Entries provided>
>>>>>
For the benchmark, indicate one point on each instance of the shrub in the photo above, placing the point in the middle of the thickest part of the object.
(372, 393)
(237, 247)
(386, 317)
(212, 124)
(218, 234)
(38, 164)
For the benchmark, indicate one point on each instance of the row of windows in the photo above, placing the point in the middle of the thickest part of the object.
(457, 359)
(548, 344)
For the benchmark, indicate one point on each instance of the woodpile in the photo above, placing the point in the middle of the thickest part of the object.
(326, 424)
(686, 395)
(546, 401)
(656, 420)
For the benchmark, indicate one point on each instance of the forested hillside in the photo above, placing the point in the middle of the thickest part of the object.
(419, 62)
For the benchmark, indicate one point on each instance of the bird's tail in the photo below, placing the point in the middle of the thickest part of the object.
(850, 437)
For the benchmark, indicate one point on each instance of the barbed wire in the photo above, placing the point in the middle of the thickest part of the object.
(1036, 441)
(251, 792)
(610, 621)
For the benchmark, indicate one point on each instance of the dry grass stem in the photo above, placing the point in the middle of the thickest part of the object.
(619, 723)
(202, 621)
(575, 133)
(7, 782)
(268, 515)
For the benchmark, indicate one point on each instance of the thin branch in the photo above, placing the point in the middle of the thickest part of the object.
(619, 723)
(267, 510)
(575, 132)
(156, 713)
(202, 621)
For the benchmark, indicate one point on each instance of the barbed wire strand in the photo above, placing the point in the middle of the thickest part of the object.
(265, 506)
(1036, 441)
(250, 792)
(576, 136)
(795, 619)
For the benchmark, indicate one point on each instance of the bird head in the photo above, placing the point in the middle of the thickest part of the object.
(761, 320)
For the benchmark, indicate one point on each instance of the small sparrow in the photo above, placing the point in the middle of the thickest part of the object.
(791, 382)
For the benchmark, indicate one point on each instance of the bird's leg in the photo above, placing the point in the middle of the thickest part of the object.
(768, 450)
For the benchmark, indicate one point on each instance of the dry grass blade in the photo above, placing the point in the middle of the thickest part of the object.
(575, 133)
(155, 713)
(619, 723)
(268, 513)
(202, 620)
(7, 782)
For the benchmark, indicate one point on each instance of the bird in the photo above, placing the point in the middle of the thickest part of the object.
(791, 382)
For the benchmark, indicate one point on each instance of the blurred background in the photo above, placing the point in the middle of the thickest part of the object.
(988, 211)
<<<<<
Rewrite every one of the records above, changing "thickest part" to "widest part" wherever it appears and keeping everything else the same.

Written answer>
For the benchmark, indicate one point on each instance of the shrub in the photo above, placing the point in the middle of the widest part of the object.
(372, 393)
(237, 247)
(386, 317)
(212, 124)
(218, 234)
(38, 164)
For the benchmark, indicate one point on each instance of the row of windows in the photo above, placing the point in the middle of the widest part of the object.
(457, 359)
(548, 344)
For the benchmark, indicate one point on each instance of the woodpile in the photo above, placing the point in the middle of the widest part of the object.
(326, 424)
(686, 395)
(546, 401)
(656, 420)
For the benchmark, indicate one point on each instance of the forested hillside in the photo above, placing the point in the middle of the widest part of the object.
(419, 62)
For the benchmark, indicate one point on each instance of the bird's tail in the photo below, placing the point in the middle of the widest part of the object.
(850, 437)
For the benchmark, indicate one point on each instance of the barbed wire in the photo above, placing the point in the middle of the widest part of the object.
(1036, 441)
(251, 792)
(610, 621)
For the benchmark, indicate one point on each instance of the dry grass stem in the photo above, placing the point in the middle of the widest part of the object.
(619, 723)
(202, 621)
(575, 133)
(7, 782)
(268, 515)
For the benchmark, indicate one point on each instance of the thin branch in the photo above, placing the point in the middle of the widest part of the object.
(619, 723)
(267, 510)
(575, 132)
(156, 713)
(202, 621)
For the benchmark, indicate one point on each instance of the barbed wire strand in the photo above, placing the point in the middle of the widest part of the object.
(265, 506)
(1036, 441)
(250, 792)
(576, 136)
(795, 619)
For the benchmark, indicate one point on each instance of the bird head in the photo above, placing the point in the middle of the widest part of the object.
(761, 320)
For the benchmark, indicate one point on each instance of the small sparrow in the photo above, placing the point in the middle of the widest part of the object.
(791, 382)
For the benchmark, indicate one point on each instance of the bird's leg in the photo above, placing the point in the middle of the widest part of the object.
(768, 450)
For the benchmark, indicate one point on each instance of the dry grass blade in the photo above, placing the point in the middle of the widest part of the object.
(575, 133)
(155, 713)
(619, 723)
(268, 513)
(202, 620)
(7, 782)
For the benchmark, indicate one point on each instance of the bird in the photo above, placing the point in the middle of the widest part of the object.
(791, 382)
For the benchmark, indicate one point on each instance of the blurred background in the photo above, placing the point in the middle of the widest part of the object.
(988, 211)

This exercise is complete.